A run of records
★ ★ ★ ★ ★ ★ ★

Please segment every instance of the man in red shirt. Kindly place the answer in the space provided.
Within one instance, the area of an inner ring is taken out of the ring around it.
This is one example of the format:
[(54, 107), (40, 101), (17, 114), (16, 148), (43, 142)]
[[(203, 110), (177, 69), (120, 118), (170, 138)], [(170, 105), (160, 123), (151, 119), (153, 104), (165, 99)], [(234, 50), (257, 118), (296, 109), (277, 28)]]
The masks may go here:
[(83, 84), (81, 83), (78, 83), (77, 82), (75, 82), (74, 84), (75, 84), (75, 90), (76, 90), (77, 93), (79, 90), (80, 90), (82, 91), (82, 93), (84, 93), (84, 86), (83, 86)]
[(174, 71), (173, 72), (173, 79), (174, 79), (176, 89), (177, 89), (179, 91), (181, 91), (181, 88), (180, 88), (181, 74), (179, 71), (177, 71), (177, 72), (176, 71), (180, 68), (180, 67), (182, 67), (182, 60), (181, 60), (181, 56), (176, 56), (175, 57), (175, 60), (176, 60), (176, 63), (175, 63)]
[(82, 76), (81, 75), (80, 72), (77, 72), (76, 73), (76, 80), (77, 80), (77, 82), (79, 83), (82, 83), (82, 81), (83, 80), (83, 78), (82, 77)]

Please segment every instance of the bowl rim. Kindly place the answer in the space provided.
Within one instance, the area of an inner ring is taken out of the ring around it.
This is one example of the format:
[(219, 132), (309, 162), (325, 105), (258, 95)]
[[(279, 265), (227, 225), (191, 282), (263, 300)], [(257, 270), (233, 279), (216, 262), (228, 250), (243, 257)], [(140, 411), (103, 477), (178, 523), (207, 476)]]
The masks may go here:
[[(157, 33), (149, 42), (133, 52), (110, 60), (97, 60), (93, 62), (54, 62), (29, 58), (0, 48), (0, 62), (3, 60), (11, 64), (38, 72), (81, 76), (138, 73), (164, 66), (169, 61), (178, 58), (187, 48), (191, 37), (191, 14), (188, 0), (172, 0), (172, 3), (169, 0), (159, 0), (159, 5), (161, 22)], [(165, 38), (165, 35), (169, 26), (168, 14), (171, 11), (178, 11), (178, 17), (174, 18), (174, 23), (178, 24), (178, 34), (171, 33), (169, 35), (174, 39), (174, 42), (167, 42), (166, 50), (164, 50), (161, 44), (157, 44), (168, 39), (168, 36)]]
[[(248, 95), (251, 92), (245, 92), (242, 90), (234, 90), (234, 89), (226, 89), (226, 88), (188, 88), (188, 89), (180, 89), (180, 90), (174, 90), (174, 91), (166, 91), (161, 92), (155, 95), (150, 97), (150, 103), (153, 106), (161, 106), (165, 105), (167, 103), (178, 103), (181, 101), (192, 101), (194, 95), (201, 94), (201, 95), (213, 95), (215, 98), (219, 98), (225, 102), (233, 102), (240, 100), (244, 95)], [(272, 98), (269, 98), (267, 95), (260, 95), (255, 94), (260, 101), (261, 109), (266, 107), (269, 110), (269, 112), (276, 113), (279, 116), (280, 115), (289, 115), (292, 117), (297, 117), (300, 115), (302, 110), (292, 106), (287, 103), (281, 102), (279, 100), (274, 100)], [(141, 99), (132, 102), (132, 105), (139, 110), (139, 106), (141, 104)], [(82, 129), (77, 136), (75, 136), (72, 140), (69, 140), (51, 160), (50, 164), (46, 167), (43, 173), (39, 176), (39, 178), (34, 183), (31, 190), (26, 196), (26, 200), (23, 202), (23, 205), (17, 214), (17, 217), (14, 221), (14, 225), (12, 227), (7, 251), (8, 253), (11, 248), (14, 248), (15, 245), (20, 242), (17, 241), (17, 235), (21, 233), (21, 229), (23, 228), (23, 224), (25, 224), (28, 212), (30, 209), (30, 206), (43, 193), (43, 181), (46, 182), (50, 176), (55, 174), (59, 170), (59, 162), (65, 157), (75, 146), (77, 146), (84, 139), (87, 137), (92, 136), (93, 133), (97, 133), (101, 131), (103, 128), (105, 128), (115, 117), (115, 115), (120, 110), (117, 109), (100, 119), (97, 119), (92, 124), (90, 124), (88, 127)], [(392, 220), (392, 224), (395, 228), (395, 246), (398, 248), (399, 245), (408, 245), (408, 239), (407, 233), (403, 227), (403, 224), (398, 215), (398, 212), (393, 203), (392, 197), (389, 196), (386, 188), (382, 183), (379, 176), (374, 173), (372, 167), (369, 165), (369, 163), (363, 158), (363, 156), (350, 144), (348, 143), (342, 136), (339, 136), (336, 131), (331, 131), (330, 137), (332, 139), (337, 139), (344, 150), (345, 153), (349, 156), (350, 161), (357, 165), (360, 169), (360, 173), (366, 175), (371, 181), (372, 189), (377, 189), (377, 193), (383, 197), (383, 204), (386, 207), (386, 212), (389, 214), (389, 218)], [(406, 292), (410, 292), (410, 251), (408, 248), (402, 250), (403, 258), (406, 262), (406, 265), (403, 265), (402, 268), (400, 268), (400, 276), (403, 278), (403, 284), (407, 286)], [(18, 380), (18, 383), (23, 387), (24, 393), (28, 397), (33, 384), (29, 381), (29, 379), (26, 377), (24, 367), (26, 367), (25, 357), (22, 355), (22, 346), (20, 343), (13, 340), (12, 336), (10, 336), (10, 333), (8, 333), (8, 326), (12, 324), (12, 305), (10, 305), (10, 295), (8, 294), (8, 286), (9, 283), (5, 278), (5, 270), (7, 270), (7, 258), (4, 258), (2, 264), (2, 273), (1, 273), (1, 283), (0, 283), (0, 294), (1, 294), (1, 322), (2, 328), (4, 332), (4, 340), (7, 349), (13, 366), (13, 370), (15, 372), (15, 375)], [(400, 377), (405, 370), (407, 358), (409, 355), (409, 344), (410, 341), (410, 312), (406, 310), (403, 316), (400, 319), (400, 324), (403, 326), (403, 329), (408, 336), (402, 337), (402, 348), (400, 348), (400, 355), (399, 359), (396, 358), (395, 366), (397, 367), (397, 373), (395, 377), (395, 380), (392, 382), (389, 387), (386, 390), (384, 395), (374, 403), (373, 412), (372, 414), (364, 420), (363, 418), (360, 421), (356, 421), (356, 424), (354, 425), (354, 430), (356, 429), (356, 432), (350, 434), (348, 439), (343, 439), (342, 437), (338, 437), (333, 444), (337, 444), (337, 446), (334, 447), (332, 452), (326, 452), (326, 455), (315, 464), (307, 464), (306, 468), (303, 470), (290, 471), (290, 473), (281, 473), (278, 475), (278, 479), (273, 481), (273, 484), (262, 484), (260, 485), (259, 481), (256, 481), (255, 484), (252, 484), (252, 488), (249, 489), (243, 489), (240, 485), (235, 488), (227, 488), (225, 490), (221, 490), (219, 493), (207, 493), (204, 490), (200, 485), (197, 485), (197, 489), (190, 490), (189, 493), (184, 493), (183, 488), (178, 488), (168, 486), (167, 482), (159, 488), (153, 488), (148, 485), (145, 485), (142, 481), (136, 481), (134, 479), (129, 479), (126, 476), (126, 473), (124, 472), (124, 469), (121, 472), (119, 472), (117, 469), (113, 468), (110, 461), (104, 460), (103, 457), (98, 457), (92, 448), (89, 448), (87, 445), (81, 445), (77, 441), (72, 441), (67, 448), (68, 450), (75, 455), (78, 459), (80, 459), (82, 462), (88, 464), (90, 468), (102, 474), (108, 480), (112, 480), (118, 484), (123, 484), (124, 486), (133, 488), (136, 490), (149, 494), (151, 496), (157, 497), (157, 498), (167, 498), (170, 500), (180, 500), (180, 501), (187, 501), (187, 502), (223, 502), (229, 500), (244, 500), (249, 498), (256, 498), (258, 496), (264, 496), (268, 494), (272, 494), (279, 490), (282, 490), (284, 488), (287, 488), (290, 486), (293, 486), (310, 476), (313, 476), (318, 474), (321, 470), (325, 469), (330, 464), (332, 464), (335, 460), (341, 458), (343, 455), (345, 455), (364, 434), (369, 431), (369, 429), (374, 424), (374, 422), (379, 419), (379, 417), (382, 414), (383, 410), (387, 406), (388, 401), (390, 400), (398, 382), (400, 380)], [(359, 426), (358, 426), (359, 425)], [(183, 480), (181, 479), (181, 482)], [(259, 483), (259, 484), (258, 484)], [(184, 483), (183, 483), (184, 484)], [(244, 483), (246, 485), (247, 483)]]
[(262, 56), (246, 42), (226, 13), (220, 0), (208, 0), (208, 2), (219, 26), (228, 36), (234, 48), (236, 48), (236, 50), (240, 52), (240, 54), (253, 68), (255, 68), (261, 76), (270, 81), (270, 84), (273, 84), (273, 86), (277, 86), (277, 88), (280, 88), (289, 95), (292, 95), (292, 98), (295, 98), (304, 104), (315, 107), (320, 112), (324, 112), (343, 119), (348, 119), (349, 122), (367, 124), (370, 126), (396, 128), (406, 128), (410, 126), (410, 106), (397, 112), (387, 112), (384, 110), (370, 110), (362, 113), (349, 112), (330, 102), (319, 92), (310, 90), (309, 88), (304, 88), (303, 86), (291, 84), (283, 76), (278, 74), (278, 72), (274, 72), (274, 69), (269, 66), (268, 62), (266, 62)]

★ ★ ★ ★ ★ ★ ★

* What you will do *
Please write out the data from its first line through the line containing "[(54, 107), (40, 101), (17, 114), (16, 148), (43, 142)]", keeping both ends.

* Solution to this exercise *
Please segment every instance of the man in red shirt. Kindly place the answer in the space provided.
Within one instance, the area of an inner ring is taken out of the ring around it.
This is one example of the format:
[(54, 107), (40, 101), (17, 114), (16, 148), (43, 142)]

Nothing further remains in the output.